Stated exercise
Gather every line in the items below that contains the word "front", matching uppercase and lowercase letters exactly.
··· Extracted material ···
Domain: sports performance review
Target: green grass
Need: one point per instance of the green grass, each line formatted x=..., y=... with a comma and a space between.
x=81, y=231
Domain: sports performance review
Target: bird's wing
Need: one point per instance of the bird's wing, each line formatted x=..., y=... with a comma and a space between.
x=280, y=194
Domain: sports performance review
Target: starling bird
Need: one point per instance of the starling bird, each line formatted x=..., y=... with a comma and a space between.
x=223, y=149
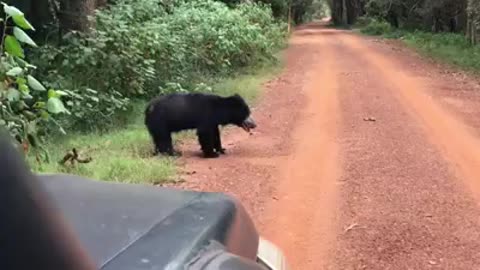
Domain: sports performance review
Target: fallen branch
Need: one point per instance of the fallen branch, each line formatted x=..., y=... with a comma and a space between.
x=72, y=157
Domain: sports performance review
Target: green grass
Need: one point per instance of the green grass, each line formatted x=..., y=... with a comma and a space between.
x=451, y=48
x=124, y=154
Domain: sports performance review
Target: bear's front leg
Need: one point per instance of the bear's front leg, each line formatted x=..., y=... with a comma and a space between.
x=218, y=142
x=206, y=138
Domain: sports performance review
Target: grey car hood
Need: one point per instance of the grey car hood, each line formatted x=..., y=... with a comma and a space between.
x=136, y=227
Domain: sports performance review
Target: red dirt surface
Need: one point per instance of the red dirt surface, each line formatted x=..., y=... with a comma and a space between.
x=366, y=157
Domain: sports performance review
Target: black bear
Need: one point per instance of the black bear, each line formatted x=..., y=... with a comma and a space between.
x=203, y=112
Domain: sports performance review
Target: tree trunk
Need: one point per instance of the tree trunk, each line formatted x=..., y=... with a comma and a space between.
x=344, y=12
x=289, y=15
x=74, y=14
x=473, y=21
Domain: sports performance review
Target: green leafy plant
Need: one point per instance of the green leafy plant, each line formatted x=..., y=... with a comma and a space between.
x=26, y=107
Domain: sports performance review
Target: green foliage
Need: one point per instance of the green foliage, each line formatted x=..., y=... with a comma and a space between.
x=26, y=108
x=376, y=27
x=449, y=47
x=141, y=49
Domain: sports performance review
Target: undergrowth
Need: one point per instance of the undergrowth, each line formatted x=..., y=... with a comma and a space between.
x=451, y=48
x=124, y=154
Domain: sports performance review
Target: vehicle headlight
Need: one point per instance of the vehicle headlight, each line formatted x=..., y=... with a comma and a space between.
x=271, y=256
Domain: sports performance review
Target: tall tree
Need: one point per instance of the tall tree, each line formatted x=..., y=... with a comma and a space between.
x=473, y=23
x=74, y=14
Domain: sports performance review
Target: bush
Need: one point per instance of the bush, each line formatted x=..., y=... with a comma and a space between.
x=26, y=107
x=376, y=27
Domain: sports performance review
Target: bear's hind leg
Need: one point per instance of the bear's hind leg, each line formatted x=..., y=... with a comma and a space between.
x=218, y=142
x=163, y=144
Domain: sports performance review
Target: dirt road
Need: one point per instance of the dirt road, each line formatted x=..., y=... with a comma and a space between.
x=366, y=157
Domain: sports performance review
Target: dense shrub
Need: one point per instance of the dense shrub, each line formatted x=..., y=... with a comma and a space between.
x=26, y=107
x=141, y=48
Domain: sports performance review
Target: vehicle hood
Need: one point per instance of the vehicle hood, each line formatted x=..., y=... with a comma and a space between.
x=127, y=226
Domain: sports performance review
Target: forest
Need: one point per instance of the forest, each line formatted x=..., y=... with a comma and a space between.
x=457, y=16
x=76, y=74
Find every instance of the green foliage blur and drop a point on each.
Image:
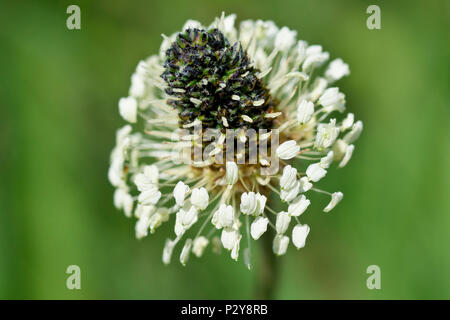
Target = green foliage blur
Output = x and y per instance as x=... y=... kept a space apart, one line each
x=59 y=92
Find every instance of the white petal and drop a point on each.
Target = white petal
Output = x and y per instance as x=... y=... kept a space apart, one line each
x=347 y=156
x=283 y=220
x=336 y=70
x=354 y=133
x=289 y=178
x=326 y=134
x=289 y=195
x=235 y=250
x=305 y=110
x=326 y=161
x=184 y=256
x=332 y=100
x=199 y=246
x=347 y=123
x=299 y=234
x=315 y=172
x=179 y=193
x=258 y=227
x=128 y=109
x=167 y=252
x=287 y=150
x=336 y=197
x=150 y=196
x=231 y=172
x=305 y=184
x=280 y=244
x=200 y=198
x=229 y=237
x=298 y=206
x=248 y=203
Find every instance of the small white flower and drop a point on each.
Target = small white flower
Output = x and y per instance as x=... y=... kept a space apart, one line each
x=283 y=220
x=143 y=210
x=287 y=150
x=185 y=220
x=347 y=123
x=184 y=256
x=191 y=24
x=235 y=250
x=347 y=156
x=305 y=111
x=336 y=70
x=179 y=193
x=123 y=200
x=167 y=252
x=150 y=196
x=289 y=195
x=261 y=203
x=305 y=184
x=354 y=134
x=326 y=161
x=162 y=215
x=326 y=134
x=332 y=100
x=199 y=246
x=252 y=204
x=280 y=244
x=339 y=148
x=142 y=226
x=224 y=217
x=232 y=173
x=315 y=172
x=336 y=197
x=248 y=203
x=285 y=100
x=285 y=39
x=258 y=227
x=128 y=109
x=298 y=206
x=200 y=198
x=314 y=58
x=152 y=173
x=289 y=178
x=229 y=238
x=148 y=179
x=301 y=51
x=123 y=133
x=320 y=84
x=299 y=234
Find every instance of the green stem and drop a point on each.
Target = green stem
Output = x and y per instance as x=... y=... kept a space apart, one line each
x=268 y=268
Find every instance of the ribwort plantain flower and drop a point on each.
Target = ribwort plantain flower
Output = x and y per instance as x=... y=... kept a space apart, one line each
x=168 y=167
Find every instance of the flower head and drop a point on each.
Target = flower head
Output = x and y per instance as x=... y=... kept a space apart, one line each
x=222 y=119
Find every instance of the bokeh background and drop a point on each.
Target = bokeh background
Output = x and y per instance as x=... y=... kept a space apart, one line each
x=59 y=92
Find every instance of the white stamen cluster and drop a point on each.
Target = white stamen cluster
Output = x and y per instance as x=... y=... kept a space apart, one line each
x=155 y=184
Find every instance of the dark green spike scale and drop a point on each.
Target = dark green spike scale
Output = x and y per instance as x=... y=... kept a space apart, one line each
x=208 y=68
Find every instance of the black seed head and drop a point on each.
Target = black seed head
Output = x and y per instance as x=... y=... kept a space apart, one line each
x=204 y=71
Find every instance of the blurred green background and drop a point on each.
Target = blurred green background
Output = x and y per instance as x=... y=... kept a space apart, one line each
x=59 y=93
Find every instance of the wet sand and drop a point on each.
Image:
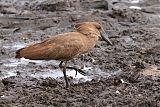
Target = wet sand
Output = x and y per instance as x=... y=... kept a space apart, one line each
x=122 y=75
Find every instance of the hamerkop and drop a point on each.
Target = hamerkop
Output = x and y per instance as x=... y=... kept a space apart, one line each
x=66 y=46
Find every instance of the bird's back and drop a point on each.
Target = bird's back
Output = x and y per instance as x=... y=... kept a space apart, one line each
x=60 y=47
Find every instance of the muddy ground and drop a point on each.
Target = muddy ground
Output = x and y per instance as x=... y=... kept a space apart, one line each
x=125 y=74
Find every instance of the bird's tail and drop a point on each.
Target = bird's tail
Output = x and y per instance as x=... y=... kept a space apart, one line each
x=18 y=55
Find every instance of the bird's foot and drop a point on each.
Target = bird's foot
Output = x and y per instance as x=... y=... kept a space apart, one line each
x=77 y=70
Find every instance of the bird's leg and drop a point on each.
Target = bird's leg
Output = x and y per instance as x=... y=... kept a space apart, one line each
x=64 y=73
x=76 y=69
x=60 y=65
x=82 y=59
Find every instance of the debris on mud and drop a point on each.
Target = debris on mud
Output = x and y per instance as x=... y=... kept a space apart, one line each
x=125 y=74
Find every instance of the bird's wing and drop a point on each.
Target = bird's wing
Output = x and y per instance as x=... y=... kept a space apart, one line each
x=58 y=48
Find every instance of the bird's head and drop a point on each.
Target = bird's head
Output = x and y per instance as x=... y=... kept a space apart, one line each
x=92 y=27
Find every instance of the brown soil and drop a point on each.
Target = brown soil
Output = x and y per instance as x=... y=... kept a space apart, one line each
x=136 y=53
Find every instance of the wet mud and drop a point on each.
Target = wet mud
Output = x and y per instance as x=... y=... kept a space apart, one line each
x=122 y=75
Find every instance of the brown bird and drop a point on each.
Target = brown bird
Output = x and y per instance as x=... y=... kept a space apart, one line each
x=66 y=46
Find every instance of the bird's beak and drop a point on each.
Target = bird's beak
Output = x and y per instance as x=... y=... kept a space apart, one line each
x=105 y=37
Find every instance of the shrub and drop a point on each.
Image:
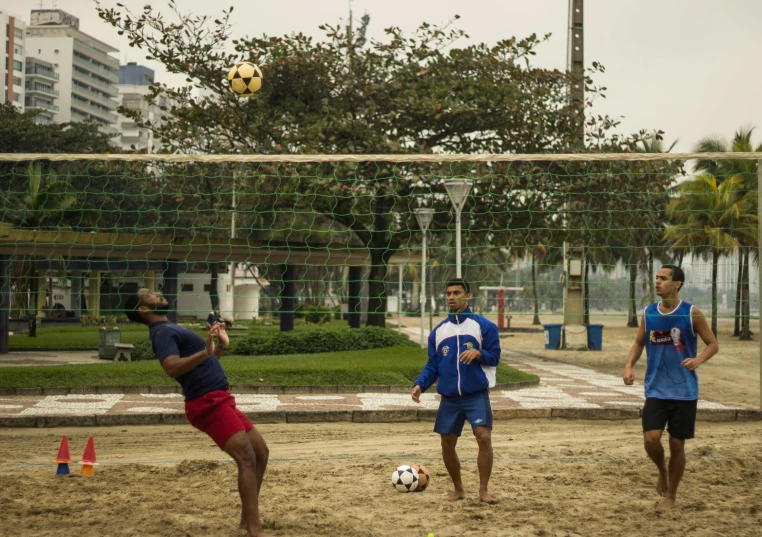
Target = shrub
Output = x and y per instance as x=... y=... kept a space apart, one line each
x=318 y=340
x=142 y=351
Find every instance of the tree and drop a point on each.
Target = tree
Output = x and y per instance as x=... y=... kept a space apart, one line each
x=48 y=203
x=741 y=143
x=414 y=94
x=708 y=218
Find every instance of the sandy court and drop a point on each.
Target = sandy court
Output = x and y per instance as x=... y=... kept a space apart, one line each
x=731 y=377
x=553 y=478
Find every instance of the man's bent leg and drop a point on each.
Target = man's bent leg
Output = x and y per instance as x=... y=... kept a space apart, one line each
x=676 y=469
x=654 y=449
x=452 y=463
x=484 y=461
x=240 y=448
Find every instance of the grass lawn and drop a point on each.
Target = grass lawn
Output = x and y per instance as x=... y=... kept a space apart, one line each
x=394 y=365
x=78 y=337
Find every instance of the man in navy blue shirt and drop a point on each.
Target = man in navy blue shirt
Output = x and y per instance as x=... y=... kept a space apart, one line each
x=669 y=333
x=209 y=407
x=464 y=351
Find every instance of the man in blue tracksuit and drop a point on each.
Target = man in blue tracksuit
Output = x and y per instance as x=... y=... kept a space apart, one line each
x=464 y=351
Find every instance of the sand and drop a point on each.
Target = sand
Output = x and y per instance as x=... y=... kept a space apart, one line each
x=732 y=376
x=553 y=478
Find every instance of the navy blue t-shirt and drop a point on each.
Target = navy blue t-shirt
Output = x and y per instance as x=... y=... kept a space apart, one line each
x=168 y=339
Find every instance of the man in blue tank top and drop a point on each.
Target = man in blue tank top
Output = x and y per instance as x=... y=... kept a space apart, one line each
x=669 y=334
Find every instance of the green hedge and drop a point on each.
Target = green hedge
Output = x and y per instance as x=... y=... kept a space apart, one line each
x=318 y=340
x=302 y=342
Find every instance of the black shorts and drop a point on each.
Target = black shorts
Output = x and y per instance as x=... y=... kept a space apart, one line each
x=679 y=416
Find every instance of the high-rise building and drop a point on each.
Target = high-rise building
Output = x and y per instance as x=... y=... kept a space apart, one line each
x=87 y=73
x=12 y=30
x=40 y=87
x=134 y=85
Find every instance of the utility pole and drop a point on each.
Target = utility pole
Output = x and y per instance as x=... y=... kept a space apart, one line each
x=574 y=255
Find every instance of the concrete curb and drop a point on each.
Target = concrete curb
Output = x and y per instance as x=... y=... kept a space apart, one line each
x=362 y=416
x=238 y=389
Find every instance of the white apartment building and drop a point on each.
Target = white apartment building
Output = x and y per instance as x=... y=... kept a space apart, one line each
x=87 y=73
x=40 y=90
x=134 y=86
x=12 y=31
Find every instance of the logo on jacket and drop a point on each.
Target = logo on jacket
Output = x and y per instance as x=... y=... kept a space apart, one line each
x=674 y=337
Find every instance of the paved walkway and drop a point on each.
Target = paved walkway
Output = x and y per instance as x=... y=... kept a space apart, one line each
x=564 y=391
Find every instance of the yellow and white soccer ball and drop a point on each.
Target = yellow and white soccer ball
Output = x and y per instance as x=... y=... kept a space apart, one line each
x=245 y=79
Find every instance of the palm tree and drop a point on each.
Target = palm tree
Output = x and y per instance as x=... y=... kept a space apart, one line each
x=708 y=218
x=721 y=169
x=49 y=203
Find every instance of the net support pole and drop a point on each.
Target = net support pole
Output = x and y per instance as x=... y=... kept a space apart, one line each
x=423 y=291
x=170 y=288
x=5 y=302
x=759 y=281
x=287 y=296
x=76 y=293
x=355 y=287
x=400 y=268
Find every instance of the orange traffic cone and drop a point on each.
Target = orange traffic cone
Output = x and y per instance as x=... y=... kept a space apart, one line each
x=88 y=459
x=63 y=458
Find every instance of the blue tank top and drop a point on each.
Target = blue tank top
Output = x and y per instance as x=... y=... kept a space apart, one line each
x=670 y=339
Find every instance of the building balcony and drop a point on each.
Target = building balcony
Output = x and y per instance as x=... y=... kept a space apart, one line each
x=94 y=96
x=33 y=72
x=89 y=110
x=43 y=90
x=107 y=74
x=86 y=78
x=37 y=103
x=97 y=54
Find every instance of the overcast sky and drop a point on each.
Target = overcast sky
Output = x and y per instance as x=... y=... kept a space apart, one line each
x=674 y=65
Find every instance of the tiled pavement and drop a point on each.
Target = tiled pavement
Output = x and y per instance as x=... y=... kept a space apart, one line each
x=564 y=391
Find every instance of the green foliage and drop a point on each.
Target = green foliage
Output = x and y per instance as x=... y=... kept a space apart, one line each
x=318 y=340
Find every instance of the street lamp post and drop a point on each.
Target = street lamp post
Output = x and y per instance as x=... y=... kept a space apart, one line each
x=424 y=217
x=458 y=189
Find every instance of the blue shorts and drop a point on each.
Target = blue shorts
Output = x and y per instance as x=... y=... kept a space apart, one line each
x=454 y=411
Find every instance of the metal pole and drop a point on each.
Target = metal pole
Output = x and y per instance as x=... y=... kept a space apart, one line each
x=423 y=292
x=458 y=272
x=759 y=281
x=399 y=298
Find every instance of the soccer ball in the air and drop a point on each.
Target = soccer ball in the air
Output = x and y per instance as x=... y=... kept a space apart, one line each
x=245 y=79
x=405 y=479
x=424 y=477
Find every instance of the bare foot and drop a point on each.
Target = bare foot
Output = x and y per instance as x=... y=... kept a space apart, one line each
x=456 y=495
x=486 y=498
x=661 y=483
x=665 y=505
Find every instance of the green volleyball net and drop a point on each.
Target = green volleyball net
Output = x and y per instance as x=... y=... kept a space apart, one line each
x=330 y=239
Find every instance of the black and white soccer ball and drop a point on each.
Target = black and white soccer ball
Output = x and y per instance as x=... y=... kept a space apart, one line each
x=245 y=79
x=405 y=478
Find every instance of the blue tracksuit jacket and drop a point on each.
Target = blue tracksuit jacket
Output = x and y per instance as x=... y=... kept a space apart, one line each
x=461 y=332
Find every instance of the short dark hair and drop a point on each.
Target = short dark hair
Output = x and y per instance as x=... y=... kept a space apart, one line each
x=677 y=274
x=459 y=281
x=131 y=310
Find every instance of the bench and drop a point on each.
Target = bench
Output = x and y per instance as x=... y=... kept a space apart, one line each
x=123 y=352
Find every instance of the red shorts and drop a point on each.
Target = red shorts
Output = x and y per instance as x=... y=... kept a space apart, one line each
x=215 y=414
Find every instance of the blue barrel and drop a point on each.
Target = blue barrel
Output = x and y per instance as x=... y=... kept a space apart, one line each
x=595 y=337
x=552 y=335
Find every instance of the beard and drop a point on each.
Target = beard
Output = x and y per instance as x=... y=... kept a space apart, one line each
x=160 y=308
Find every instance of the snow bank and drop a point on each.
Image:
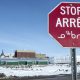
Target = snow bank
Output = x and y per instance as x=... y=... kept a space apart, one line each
x=37 y=70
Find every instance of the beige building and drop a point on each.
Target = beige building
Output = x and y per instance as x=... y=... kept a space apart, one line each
x=41 y=56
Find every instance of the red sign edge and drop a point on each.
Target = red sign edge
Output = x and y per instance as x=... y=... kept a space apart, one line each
x=48 y=22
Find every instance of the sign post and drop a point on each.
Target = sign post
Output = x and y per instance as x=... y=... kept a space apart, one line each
x=64 y=26
x=73 y=64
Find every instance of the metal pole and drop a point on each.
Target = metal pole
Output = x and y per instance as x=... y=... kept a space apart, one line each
x=73 y=64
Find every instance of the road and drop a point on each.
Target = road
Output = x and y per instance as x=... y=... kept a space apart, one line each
x=58 y=77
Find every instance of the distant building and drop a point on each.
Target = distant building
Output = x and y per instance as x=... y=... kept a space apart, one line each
x=40 y=56
x=24 y=54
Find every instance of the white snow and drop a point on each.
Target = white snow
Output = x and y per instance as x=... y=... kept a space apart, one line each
x=37 y=70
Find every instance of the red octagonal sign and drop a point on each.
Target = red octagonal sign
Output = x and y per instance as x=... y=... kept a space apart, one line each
x=64 y=24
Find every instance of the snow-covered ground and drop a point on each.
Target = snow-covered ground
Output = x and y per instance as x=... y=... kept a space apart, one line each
x=38 y=70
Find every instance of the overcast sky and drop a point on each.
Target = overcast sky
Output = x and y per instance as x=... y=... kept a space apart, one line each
x=24 y=26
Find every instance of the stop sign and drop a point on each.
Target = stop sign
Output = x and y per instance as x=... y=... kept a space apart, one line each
x=64 y=24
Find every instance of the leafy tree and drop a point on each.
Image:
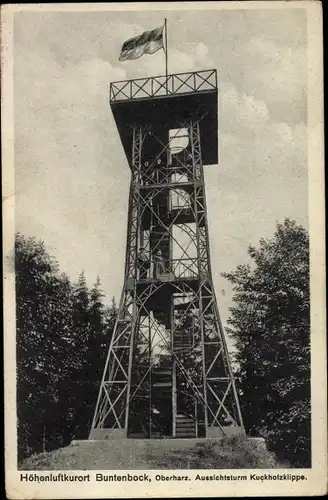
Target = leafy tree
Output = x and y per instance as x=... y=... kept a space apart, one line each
x=43 y=328
x=62 y=334
x=270 y=323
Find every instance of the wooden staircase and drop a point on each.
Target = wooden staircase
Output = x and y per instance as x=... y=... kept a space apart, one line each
x=162 y=382
x=185 y=427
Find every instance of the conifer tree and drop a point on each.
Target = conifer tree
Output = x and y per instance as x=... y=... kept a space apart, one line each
x=270 y=323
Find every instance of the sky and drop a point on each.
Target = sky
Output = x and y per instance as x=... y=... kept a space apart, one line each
x=72 y=178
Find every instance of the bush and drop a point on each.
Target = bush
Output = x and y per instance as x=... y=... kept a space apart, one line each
x=236 y=452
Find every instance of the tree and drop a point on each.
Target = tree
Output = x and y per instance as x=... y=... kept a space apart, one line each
x=270 y=324
x=62 y=334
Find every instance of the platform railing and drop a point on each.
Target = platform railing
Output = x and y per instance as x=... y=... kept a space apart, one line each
x=159 y=86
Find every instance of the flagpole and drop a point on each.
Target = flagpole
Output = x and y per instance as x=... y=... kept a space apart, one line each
x=166 y=63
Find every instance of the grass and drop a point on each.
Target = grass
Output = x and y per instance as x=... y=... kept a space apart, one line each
x=229 y=453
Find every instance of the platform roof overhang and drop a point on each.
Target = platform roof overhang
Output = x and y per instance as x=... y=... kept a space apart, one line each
x=183 y=98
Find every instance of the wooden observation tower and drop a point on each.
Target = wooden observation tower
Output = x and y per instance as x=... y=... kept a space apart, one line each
x=167 y=372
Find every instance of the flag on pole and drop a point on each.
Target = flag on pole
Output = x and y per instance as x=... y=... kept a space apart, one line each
x=147 y=43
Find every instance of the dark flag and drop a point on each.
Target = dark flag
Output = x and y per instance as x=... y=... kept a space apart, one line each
x=147 y=43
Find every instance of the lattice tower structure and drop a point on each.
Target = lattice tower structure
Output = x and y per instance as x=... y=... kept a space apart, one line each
x=167 y=372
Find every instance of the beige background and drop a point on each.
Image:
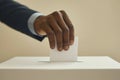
···
Exercise solution
Target: bear's front leg
Need: one point per instance of the bear's front leg, each line formatted x=..., y=... with a comma and a space between.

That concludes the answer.